%%
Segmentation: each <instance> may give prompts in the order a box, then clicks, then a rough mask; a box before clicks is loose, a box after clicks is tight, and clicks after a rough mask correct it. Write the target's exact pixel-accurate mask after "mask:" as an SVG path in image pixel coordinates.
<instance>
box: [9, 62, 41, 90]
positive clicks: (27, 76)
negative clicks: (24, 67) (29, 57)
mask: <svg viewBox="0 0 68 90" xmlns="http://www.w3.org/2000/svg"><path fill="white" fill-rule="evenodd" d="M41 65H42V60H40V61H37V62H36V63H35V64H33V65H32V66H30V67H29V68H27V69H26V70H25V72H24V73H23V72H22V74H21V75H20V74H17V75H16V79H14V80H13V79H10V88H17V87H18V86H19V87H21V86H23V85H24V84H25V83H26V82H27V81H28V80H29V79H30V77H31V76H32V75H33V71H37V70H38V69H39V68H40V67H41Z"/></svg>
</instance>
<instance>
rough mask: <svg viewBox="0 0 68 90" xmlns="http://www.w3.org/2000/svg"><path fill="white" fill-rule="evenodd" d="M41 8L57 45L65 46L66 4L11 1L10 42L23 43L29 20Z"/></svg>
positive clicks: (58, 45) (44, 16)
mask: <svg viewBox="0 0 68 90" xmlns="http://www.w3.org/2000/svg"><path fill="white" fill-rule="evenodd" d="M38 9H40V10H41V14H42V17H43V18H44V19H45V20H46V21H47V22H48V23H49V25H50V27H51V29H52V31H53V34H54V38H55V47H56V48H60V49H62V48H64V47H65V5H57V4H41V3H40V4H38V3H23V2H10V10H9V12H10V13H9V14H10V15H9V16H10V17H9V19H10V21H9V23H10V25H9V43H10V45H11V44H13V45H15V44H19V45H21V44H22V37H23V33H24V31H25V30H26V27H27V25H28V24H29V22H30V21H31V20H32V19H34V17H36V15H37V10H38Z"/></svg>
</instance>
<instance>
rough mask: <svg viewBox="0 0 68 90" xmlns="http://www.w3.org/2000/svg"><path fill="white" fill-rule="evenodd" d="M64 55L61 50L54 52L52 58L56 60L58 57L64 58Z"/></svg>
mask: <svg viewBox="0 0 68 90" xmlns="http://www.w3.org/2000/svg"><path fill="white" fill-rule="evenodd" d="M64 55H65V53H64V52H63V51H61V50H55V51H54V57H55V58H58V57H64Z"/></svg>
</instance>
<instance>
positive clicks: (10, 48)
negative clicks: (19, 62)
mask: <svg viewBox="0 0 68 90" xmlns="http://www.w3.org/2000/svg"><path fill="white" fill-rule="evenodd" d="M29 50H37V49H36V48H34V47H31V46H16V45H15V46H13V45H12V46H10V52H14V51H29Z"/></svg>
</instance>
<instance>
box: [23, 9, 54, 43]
%%
* AIM OF THE TASK
Update the listing above by changing every instance of "negative clicks" to "excluded points", keeping everything else the same.

* WRITTEN REPLY
Segmentation: each <instance> may give prompts in the order a box, then clicks, then a rough mask; a box before clicks is loose, a box after clicks is tight, and clicks after a rough mask correct it. Write the target's exact pixel-accurate mask after "mask:" as an SVG path in image pixel coordinates.
<instance>
box: [9, 62, 41, 90]
positive clicks: (27, 76)
excluded points: (24, 67) (29, 57)
mask: <svg viewBox="0 0 68 90" xmlns="http://www.w3.org/2000/svg"><path fill="white" fill-rule="evenodd" d="M41 65H42V60H40V61H37V62H36V63H35V64H33V65H32V66H30V67H29V68H27V69H26V70H25V72H24V73H23V72H22V74H21V75H20V74H17V75H16V79H14V80H13V79H10V88H17V87H18V86H19V87H21V86H23V85H24V84H25V83H26V82H27V81H28V80H29V79H30V77H31V76H32V75H33V71H37V70H38V69H39V68H40V67H41Z"/></svg>
</instance>
<instance>
rough mask: <svg viewBox="0 0 68 90" xmlns="http://www.w3.org/2000/svg"><path fill="white" fill-rule="evenodd" d="M41 8L57 45L65 46L66 4L11 1L10 42L23 43L29 20Z"/></svg>
positive clicks: (58, 45) (44, 16)
mask: <svg viewBox="0 0 68 90" xmlns="http://www.w3.org/2000/svg"><path fill="white" fill-rule="evenodd" d="M38 9H40V10H41V14H42V17H43V18H44V19H45V20H46V21H47V22H48V23H49V25H50V27H51V29H52V31H53V34H54V38H55V47H56V48H60V49H62V48H64V47H65V5H57V4H41V3H40V4H38V3H23V2H10V10H9V12H10V13H9V14H10V15H9V16H10V17H9V19H10V21H9V23H10V25H9V43H10V45H11V44H13V45H15V44H19V45H21V44H22V37H23V33H24V31H25V30H26V27H27V25H28V24H29V22H30V21H31V20H32V19H34V17H36V15H37V10H38Z"/></svg>
</instance>
<instance>
rough mask: <svg viewBox="0 0 68 90" xmlns="http://www.w3.org/2000/svg"><path fill="white" fill-rule="evenodd" d="M64 55L61 50L54 52L52 58L56 60L58 57L64 58Z"/></svg>
mask: <svg viewBox="0 0 68 90" xmlns="http://www.w3.org/2000/svg"><path fill="white" fill-rule="evenodd" d="M64 55H65V53H64V52H63V51H61V50H55V51H54V57H55V58H58V57H64Z"/></svg>
</instance>
<instance>
positive clicks: (10, 48)
excluded points: (19, 62)
mask: <svg viewBox="0 0 68 90" xmlns="http://www.w3.org/2000/svg"><path fill="white" fill-rule="evenodd" d="M29 50H37V49H36V48H34V47H31V46H16V45H15V46H13V45H12V46H10V52H14V51H29Z"/></svg>
</instance>
<instance>
box: [23, 9, 54, 43]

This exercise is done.